# Start of DATA SUPPLIED
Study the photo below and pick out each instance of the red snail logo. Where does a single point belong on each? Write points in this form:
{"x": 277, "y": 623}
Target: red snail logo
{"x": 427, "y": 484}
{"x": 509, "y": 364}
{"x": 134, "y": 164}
# End of DATA SUPPLIED
**WHAT IS REQUIRED**
Find every line above that contains the word "snail" and copy each of those lines.

**THE RESPONSE**
Study the photo below and pick out each instance of the red snail logo. Where does a single point belong on each? Write points in this form:
Target: red snail logo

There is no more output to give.